Extracted information —

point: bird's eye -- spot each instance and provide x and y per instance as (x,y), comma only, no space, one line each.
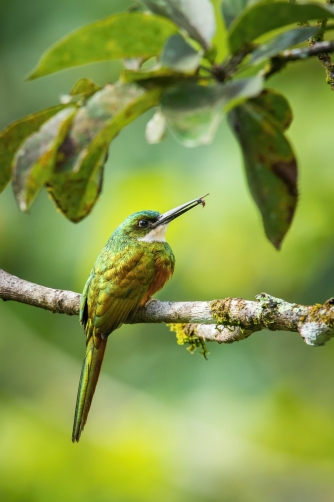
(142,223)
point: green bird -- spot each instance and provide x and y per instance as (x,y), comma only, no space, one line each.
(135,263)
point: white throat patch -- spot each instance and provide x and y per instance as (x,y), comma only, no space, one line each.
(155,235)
* * *
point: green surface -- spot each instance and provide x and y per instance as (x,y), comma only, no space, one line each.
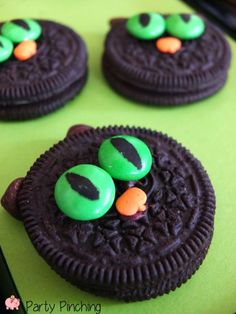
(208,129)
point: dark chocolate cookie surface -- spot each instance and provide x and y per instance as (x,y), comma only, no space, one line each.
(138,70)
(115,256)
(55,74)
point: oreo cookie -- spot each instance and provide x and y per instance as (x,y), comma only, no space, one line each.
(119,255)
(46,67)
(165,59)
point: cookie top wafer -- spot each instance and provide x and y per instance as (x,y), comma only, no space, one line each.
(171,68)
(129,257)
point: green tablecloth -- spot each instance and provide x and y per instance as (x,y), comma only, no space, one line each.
---
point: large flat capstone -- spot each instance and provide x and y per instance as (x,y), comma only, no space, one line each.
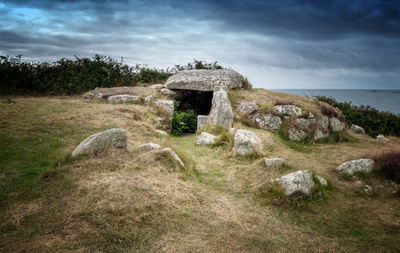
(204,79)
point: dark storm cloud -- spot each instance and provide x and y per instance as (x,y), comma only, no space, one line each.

Exercise requirements — From the items above, copy every line that contains the word "bird".

Answer to this exercise —
point: bird's eye -- spot each instance and provide x and y per instance as (x,y), comma only, no space, one line each.
point: green bird -- spot each instance and provide x and y per instance as (x,y), comma only, no space, one line each.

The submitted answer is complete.